* _Trecho selecionado_
◆ ◆ ◆ ◆ ◆
Magalhães se despede dizendo que teria verdadeiro interesse em ler uma carta ou artigo com as impressões sobre seus livros. Observamos nesse trecho novamente o desejo do correspondente em construir uma interação literária com Rodó, estabelecendo vínculos a partir da literatura. Nesse sentido, Liliana Weinberg (2021) ressalta que houve entre a intelectualidade hispano-americana formas e práticas de sociabilidade letrada estabelecida através de cartas, viagens, encontros e debates de circulação de textos e leituras, intervenções no espaço público etc. Essas publicações não só permitem estabelecer relações dinâmicas e religar experiências, mas também podem ser examinadas a partir de processos comparativos a fim de compreender as formas de vinculação e irradiação que se estabelecem entre esses núcleos de inteligência e criatividade.

Em carta datada em 4 de agosto de 1903, assinada pelo primeiro secretário da Biblioteca Pública Pelotense, fundada em 14 de novembro de 1895, há a solicitação do envio de uma coleção de suas obras. Interessante revelação da carta no sentido de construção do acervo da Biblioteca, que muitas vezes estava ao sabor da contribuição dos próprios escritores, e também pelo fato de provavelmente não existirem livrarias especializadas na região. Dessa forma, a carta aqui mencionada nos ajuda a explicar uma circunstância interessante de buscar acessar experiências culturais de outras sociedades: “Testemunho do indivíduo que escreve, testemunho do grupo ao qual pertence ou tenta integrar, bem como representação contínua de uma ordem social, a carta se encontra ‘na encruzilhada’ dos caminhos individuais e coletivos” (HAROCHE-BOUZINAC, 2016, p. 25).
◆ ◆ ◆ ◆ ◆
* _Conjunto de registros_
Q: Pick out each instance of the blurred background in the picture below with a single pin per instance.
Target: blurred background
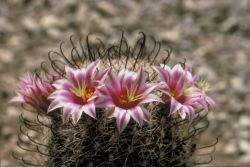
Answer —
(214, 36)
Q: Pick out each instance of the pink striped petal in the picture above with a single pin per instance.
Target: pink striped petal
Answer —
(190, 111)
(62, 84)
(175, 106)
(76, 116)
(55, 104)
(137, 114)
(102, 75)
(67, 111)
(141, 79)
(122, 120)
(164, 74)
(146, 114)
(179, 86)
(80, 77)
(104, 101)
(89, 109)
(151, 98)
(70, 73)
(182, 113)
(114, 84)
(60, 93)
(92, 68)
(17, 99)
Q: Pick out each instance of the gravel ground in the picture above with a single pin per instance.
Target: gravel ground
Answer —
(213, 35)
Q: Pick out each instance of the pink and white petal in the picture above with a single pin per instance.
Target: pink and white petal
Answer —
(114, 84)
(211, 103)
(17, 99)
(89, 109)
(146, 114)
(102, 74)
(137, 114)
(147, 88)
(76, 116)
(141, 79)
(122, 120)
(80, 77)
(62, 84)
(56, 104)
(179, 86)
(163, 74)
(126, 78)
(182, 113)
(175, 105)
(176, 73)
(151, 98)
(60, 93)
(67, 111)
(191, 113)
(104, 101)
(92, 68)
(70, 73)
(111, 112)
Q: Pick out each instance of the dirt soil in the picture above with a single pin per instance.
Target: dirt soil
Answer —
(213, 35)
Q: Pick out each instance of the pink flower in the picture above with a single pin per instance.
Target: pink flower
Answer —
(124, 94)
(178, 87)
(77, 93)
(34, 90)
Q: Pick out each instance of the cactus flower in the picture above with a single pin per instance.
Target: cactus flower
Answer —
(34, 90)
(77, 93)
(178, 87)
(125, 94)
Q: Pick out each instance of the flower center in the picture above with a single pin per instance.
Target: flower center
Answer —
(123, 99)
(84, 92)
(172, 93)
(128, 99)
(88, 93)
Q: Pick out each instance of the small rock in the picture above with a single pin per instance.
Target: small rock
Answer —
(49, 21)
(30, 24)
(6, 56)
(106, 7)
(244, 121)
(244, 146)
(237, 83)
(172, 35)
(230, 148)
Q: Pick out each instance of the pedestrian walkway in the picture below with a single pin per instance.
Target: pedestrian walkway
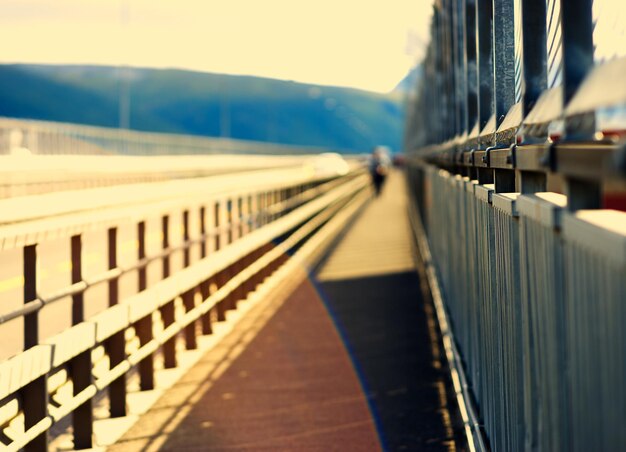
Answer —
(344, 363)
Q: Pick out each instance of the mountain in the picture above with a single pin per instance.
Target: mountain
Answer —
(178, 101)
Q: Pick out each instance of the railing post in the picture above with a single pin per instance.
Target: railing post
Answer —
(116, 344)
(168, 309)
(206, 285)
(504, 57)
(577, 37)
(80, 366)
(190, 330)
(187, 249)
(577, 31)
(203, 242)
(535, 54)
(240, 216)
(472, 63)
(484, 21)
(143, 327)
(217, 223)
(34, 394)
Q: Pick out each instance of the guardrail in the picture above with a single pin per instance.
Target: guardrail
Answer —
(240, 238)
(517, 143)
(535, 296)
(26, 136)
(34, 174)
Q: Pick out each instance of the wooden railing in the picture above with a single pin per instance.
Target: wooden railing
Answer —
(233, 240)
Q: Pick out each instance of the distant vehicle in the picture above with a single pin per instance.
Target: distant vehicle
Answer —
(329, 164)
(399, 160)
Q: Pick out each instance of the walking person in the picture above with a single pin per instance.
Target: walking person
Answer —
(379, 168)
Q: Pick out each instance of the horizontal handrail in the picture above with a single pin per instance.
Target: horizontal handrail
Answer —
(235, 268)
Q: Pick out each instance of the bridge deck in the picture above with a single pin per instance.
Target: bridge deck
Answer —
(343, 363)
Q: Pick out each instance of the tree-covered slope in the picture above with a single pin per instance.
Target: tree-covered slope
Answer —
(242, 107)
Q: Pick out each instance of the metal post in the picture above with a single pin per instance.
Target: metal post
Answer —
(78, 308)
(217, 220)
(504, 180)
(116, 344)
(472, 63)
(205, 291)
(577, 37)
(484, 22)
(229, 219)
(187, 249)
(535, 54)
(504, 57)
(203, 242)
(168, 309)
(80, 366)
(143, 327)
(577, 32)
(190, 330)
(35, 394)
(530, 182)
(461, 66)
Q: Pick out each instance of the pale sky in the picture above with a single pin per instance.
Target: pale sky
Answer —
(367, 44)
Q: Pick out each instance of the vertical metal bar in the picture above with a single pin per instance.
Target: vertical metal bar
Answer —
(80, 366)
(190, 330)
(535, 52)
(472, 63)
(144, 326)
(205, 291)
(187, 249)
(167, 311)
(203, 242)
(116, 344)
(205, 286)
(78, 305)
(530, 182)
(240, 215)
(504, 180)
(451, 67)
(31, 321)
(35, 394)
(484, 22)
(165, 244)
(218, 233)
(504, 57)
(577, 33)
(221, 279)
(460, 64)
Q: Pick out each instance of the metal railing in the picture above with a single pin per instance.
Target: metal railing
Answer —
(233, 239)
(26, 136)
(516, 149)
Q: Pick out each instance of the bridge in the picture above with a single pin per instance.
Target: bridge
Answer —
(163, 292)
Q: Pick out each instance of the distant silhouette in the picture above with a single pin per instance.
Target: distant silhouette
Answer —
(379, 166)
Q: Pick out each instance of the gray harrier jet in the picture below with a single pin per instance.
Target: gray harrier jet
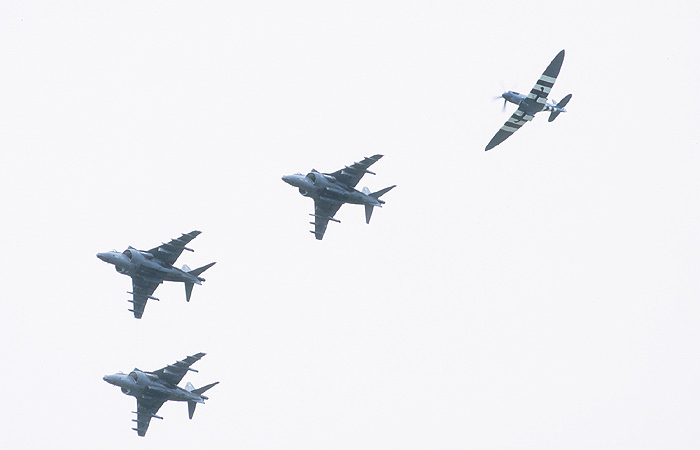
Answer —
(152, 389)
(532, 103)
(331, 190)
(148, 269)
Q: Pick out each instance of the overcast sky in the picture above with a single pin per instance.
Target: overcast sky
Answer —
(542, 295)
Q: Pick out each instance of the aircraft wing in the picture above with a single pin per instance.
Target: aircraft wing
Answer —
(351, 175)
(512, 125)
(146, 409)
(143, 289)
(324, 210)
(173, 373)
(541, 89)
(169, 252)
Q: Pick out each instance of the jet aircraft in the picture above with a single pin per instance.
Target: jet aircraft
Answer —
(152, 389)
(331, 190)
(531, 104)
(148, 269)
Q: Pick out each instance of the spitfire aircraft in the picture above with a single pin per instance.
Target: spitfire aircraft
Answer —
(331, 190)
(148, 269)
(152, 389)
(531, 104)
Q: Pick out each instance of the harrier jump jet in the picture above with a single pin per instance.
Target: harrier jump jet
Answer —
(331, 190)
(148, 269)
(533, 103)
(152, 389)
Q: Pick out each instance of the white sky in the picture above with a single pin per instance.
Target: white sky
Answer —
(543, 295)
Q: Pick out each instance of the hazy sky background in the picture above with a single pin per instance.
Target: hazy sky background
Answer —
(543, 295)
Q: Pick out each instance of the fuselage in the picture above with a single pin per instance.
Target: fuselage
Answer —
(137, 383)
(133, 262)
(530, 106)
(325, 187)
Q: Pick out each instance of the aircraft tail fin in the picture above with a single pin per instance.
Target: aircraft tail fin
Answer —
(191, 405)
(381, 192)
(376, 195)
(195, 272)
(368, 212)
(561, 104)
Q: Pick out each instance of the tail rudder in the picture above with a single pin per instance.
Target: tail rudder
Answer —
(558, 111)
(381, 192)
(191, 405)
(196, 272)
(564, 101)
(375, 195)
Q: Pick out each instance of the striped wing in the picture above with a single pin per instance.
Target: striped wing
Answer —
(512, 125)
(538, 94)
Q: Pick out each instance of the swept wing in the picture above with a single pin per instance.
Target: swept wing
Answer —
(351, 175)
(324, 211)
(170, 251)
(173, 373)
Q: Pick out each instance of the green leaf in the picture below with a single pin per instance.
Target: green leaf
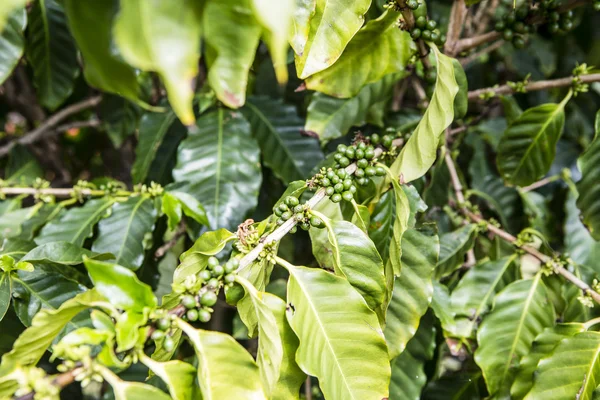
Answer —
(179, 376)
(378, 49)
(355, 258)
(195, 259)
(124, 390)
(521, 311)
(126, 230)
(528, 146)
(63, 253)
(278, 130)
(43, 288)
(419, 153)
(52, 53)
(219, 358)
(231, 35)
(91, 25)
(5, 293)
(413, 290)
(461, 101)
(220, 162)
(270, 348)
(76, 224)
(349, 363)
(408, 373)
(330, 118)
(473, 295)
(120, 286)
(164, 38)
(542, 347)
(382, 223)
(453, 248)
(12, 42)
(291, 376)
(7, 7)
(331, 25)
(45, 326)
(153, 129)
(571, 372)
(587, 187)
(276, 20)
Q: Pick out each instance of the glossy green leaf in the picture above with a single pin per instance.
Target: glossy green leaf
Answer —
(45, 326)
(349, 363)
(52, 53)
(330, 118)
(413, 290)
(408, 373)
(178, 375)
(378, 49)
(219, 161)
(231, 34)
(420, 152)
(278, 130)
(12, 42)
(276, 20)
(571, 372)
(453, 248)
(219, 358)
(43, 288)
(125, 232)
(542, 347)
(124, 390)
(63, 253)
(120, 286)
(270, 348)
(164, 38)
(91, 26)
(588, 201)
(291, 376)
(153, 129)
(528, 146)
(473, 295)
(331, 25)
(355, 258)
(75, 225)
(521, 312)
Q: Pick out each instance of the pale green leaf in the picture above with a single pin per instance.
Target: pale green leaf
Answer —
(331, 26)
(528, 146)
(378, 49)
(220, 162)
(521, 312)
(220, 358)
(419, 153)
(349, 363)
(163, 37)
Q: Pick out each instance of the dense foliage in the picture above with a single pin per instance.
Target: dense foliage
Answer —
(246, 199)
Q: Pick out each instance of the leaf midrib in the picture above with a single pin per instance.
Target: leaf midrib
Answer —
(320, 324)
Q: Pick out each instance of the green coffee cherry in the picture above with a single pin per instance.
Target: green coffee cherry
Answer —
(208, 299)
(188, 301)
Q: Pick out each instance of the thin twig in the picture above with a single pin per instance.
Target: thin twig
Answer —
(492, 47)
(533, 86)
(38, 133)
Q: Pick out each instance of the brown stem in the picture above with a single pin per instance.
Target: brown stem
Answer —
(38, 133)
(533, 86)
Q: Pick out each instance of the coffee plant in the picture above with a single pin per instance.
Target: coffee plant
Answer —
(299, 199)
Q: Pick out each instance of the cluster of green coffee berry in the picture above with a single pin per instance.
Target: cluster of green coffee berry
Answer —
(514, 27)
(291, 208)
(198, 294)
(428, 31)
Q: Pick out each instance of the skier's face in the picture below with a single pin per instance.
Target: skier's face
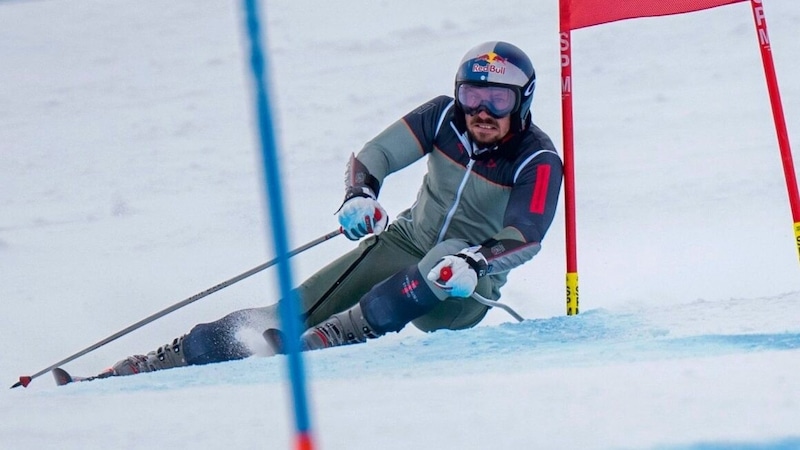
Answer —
(485, 129)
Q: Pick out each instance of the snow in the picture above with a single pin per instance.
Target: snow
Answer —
(130, 181)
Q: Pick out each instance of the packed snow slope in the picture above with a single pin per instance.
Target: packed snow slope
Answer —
(130, 181)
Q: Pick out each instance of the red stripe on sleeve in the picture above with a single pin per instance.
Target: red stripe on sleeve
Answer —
(539, 197)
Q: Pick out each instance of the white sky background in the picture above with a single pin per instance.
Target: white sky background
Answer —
(130, 181)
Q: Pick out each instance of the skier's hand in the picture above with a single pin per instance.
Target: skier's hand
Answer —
(361, 214)
(458, 274)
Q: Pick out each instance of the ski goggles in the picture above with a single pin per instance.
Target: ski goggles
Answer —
(498, 101)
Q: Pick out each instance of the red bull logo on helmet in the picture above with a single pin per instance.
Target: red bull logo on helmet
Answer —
(489, 63)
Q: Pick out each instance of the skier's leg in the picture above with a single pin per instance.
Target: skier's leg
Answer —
(390, 305)
(333, 289)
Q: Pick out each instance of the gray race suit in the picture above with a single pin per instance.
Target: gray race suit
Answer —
(503, 200)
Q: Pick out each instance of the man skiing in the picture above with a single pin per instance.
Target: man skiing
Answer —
(485, 204)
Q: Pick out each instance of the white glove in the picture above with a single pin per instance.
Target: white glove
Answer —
(361, 214)
(458, 274)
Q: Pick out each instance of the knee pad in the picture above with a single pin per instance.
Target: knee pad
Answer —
(213, 342)
(394, 302)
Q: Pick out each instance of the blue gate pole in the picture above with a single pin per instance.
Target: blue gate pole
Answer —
(290, 316)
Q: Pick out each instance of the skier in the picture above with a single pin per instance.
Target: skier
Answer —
(484, 206)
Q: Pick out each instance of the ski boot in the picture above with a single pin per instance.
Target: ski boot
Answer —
(165, 357)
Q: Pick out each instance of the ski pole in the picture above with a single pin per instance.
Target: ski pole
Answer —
(491, 303)
(26, 379)
(447, 272)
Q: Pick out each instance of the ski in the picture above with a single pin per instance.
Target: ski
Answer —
(63, 377)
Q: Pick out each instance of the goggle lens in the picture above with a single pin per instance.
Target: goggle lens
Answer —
(498, 101)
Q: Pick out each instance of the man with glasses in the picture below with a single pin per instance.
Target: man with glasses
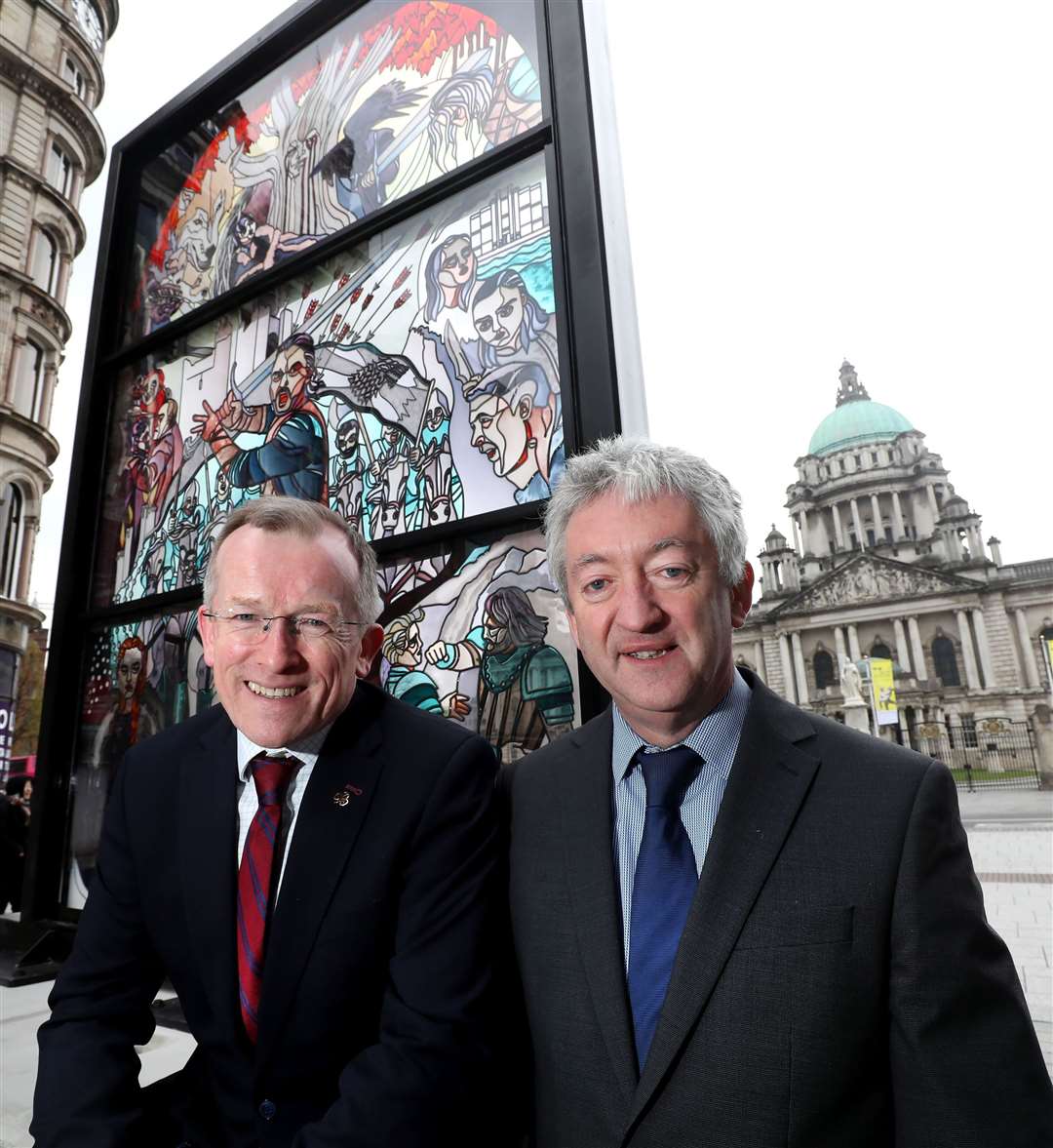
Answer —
(311, 864)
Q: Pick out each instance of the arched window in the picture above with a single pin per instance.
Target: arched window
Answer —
(946, 660)
(45, 266)
(11, 507)
(824, 667)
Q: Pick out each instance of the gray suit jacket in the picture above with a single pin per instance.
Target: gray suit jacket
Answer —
(837, 983)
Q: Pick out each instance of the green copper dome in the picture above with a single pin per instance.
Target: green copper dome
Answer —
(856, 419)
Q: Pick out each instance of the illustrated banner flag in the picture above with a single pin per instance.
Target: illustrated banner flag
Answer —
(884, 692)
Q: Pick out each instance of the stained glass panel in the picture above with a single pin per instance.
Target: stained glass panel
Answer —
(391, 99)
(481, 637)
(142, 676)
(409, 381)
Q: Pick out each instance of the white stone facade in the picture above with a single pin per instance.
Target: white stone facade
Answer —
(885, 560)
(51, 148)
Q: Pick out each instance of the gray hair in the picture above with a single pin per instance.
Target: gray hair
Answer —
(637, 471)
(285, 514)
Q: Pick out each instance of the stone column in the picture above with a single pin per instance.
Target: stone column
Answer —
(842, 653)
(967, 655)
(787, 668)
(1028, 649)
(855, 651)
(838, 532)
(799, 540)
(934, 506)
(860, 537)
(876, 507)
(916, 649)
(983, 648)
(799, 666)
(898, 526)
(901, 646)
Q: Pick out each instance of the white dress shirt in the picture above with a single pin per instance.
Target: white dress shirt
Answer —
(306, 751)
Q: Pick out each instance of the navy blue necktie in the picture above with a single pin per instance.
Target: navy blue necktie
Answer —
(663, 888)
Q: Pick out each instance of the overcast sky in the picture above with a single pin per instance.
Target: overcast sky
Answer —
(811, 181)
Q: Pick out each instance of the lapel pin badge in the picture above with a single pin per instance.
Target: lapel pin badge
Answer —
(342, 798)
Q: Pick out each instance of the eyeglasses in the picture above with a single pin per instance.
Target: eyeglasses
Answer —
(251, 627)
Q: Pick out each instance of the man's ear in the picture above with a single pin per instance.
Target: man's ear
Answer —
(207, 629)
(369, 648)
(742, 597)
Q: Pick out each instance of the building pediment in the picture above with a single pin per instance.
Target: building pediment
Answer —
(869, 578)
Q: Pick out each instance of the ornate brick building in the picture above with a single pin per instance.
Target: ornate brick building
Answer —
(887, 560)
(51, 149)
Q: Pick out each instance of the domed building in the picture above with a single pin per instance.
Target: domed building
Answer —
(887, 560)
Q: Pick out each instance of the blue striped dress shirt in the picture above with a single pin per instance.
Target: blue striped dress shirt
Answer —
(716, 740)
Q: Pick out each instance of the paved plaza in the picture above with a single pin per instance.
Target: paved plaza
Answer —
(1011, 836)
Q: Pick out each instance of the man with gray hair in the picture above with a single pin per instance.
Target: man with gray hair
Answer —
(739, 923)
(311, 864)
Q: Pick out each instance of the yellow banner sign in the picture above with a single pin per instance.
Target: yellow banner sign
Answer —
(884, 692)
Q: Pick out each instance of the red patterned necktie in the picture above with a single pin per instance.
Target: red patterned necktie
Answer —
(257, 881)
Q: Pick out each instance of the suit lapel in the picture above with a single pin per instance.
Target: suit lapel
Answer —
(765, 789)
(324, 837)
(208, 844)
(585, 780)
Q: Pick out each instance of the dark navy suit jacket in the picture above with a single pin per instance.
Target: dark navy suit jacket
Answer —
(376, 1017)
(837, 984)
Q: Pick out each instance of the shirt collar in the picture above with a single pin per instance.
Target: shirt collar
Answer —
(306, 748)
(715, 738)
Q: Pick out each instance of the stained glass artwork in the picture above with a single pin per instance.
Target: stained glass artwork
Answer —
(410, 381)
(391, 99)
(142, 676)
(483, 640)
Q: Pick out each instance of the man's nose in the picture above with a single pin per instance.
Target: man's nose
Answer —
(638, 607)
(280, 646)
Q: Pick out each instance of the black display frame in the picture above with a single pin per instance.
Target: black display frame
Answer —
(586, 344)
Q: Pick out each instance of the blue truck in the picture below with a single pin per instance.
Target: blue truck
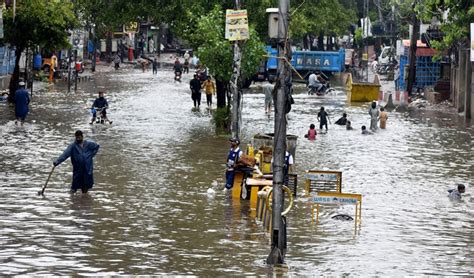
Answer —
(327, 62)
(307, 61)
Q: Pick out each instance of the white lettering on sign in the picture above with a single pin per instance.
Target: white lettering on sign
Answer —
(335, 200)
(321, 177)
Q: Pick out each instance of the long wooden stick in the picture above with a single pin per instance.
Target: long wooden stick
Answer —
(41, 192)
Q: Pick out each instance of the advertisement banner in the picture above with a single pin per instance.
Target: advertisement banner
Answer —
(472, 42)
(1, 23)
(236, 25)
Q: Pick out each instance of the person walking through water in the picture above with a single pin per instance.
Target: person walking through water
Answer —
(81, 153)
(455, 194)
(210, 89)
(186, 57)
(383, 118)
(232, 159)
(22, 100)
(195, 86)
(101, 104)
(323, 118)
(155, 66)
(268, 92)
(52, 67)
(311, 135)
(342, 120)
(374, 116)
(117, 61)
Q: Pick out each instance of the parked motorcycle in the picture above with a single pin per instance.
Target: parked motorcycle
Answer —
(321, 90)
(177, 76)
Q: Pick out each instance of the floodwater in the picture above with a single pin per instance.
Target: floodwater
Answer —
(149, 212)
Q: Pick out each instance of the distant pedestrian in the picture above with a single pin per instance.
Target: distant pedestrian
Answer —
(268, 91)
(195, 86)
(349, 125)
(311, 135)
(374, 116)
(22, 100)
(117, 61)
(365, 131)
(455, 194)
(323, 118)
(210, 89)
(186, 57)
(383, 118)
(342, 120)
(155, 66)
(81, 153)
(151, 45)
(52, 67)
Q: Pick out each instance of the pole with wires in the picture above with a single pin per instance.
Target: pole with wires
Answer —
(235, 85)
(278, 237)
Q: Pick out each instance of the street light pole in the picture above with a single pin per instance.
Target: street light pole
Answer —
(412, 56)
(278, 237)
(235, 85)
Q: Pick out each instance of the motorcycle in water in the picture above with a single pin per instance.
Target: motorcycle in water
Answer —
(99, 115)
(177, 76)
(320, 90)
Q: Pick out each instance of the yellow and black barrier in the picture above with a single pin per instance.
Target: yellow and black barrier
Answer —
(264, 207)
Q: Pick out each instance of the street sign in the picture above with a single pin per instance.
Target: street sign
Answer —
(236, 25)
(325, 198)
(131, 27)
(335, 200)
(323, 181)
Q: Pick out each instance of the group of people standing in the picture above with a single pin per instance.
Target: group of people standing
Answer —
(376, 116)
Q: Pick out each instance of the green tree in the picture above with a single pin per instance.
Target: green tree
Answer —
(37, 23)
(216, 53)
(321, 18)
(455, 26)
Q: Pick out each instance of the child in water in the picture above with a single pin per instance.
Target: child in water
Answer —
(311, 135)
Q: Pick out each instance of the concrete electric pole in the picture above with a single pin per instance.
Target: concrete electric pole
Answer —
(235, 85)
(278, 237)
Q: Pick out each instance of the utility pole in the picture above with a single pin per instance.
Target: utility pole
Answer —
(278, 237)
(412, 55)
(235, 85)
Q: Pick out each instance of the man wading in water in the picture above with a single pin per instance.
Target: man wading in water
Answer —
(81, 152)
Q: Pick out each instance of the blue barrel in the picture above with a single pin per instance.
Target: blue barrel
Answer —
(37, 61)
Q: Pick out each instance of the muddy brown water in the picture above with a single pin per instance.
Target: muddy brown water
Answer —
(149, 212)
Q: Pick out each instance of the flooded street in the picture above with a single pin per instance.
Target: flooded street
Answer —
(149, 212)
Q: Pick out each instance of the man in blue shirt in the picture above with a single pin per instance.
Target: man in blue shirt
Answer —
(100, 104)
(81, 153)
(455, 194)
(22, 100)
(232, 159)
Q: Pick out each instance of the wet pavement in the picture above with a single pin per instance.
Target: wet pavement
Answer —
(149, 212)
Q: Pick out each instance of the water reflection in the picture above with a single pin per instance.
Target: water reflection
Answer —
(149, 213)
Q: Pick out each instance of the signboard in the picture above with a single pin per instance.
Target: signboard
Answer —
(322, 181)
(325, 198)
(131, 27)
(336, 198)
(472, 42)
(236, 25)
(322, 176)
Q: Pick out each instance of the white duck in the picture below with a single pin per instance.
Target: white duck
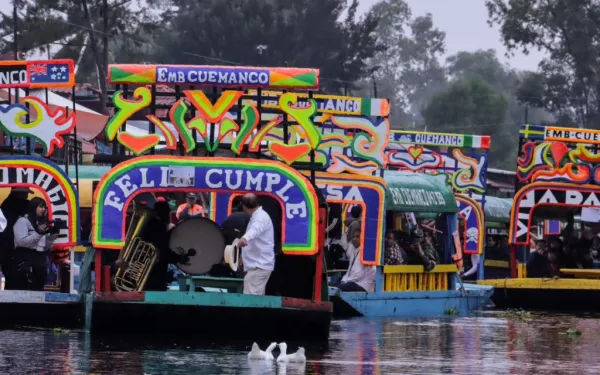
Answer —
(258, 354)
(297, 357)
◆ ◆ ◆ ◆ ◆
* _Tarefa breve 1_
Converta em lista numerada as linhas dos registros desde a linha que contém "Q: Pick out each instance of the white duck" até o final dos registros, inclusive, omitindo as linhas em branco. Deixe as imagens de fora da resposta.
* _Tarefa breve 2_
Dê continuidade ao trecho sobre as cartas e a sociabilidade letrada a partir do ponto em que ele termina.

* _Resposta 1_
1. Q: Pick out each instance of the white duck in the picture below with a single pin per instance.
2. Target: white duck
3. Answer —
4. (258, 354)
5. (297, 357)

* _Resposta 2_
Outra carta remetida a Rodó, do território nacional, em 25 de agosto de 1903, é do jornalista cubano Francisco García Cisneros, com quem o uruguaios e correspondeu diversas vezes. A carta é timbrada com o logotipo do Hotel dos Estrangeiros, localizado na Praça José de Alencar, no Rio de Janeiro, estabelecimento inaugurado em 1849, e atento à proposta de hospedagem associada ao cosmopolitismo carioca.

Na missiva, García Cisneros aponta que faz um mês que está em terras brasileiras, “pródigas em belezas”, diz que não conhece ninguém e escreveu da Europa a Luis Berisso, porque ele conhece o movimento intelectual do Rio de Janeiro, mas não obteve resposta, por isso pergunta a Rodó.

¿Conoce U. algún literato brasileño, a quien recomendarme? Existen en Montevideo revistas literarias - envíeme una lista - adonde puedo enviar mis artículos […]. Escríbame a este Hotel dos Estrangeiros donde estaré dos meses más. Acuérdese de mí y escríbame - se lo ruego. Suyo de corazón, Francisco García Cisneros. (26903-23903v).

Como apontou Alain Pagès (2017, p. 107), a aparência dos manuscritos guarda informações fundamentais, que revelam a materialidade do manuscrito: uma carta comunica sua mensagem não somente pelo texto que propõe, mas também pela multiplicidade dos signos que acompanham o texto: a forma da escrita, a ocupação do espaço da página, o número de folhas, os acréscimos colocados nas margens, a assinatura. García Cisneros apresenta em sua missiva vários signos: está em viagem, hospedado num hotel para estrangeiros, pedindo informações sobre a literatura brasileira, revistas de Montevidéu para enviar textos de sua autoria. Ainda complementa com a informação de que já havia escrito da Europa para outro interlocutor perguntando sobre o trânsito intelectual. Essas informações apontam naquele alvorecer do século XX uma possibilidade de pensar o trabalho do crítico a partir de enfoques teóricos metropolitanos e da necessidade de pensar as manifestações literárias e intelectuais de modo integrador, numa tentativa de agrupar escritores em torno do que é produzido, além de vislumbrar a possibilidade de se profissionalizar nesse ramo, incipiente naquele momento.

Claudio Maíz (2010) aponta que a viagem tem sido uma ação de extrema importância na história intelectual da América Latina, pois facilita a formulação de narrações de autoafirmação, a construção de metáforas culturais e a indagação identitária, além da constatação da emergência da categoria de um discurso fronteiriço. Toda essa situação reforça a perspectiva de fortalecimento de redes intelectuais, além de localizar nessas redes a importante atuação de José Enrique Rodó a partir de seu país.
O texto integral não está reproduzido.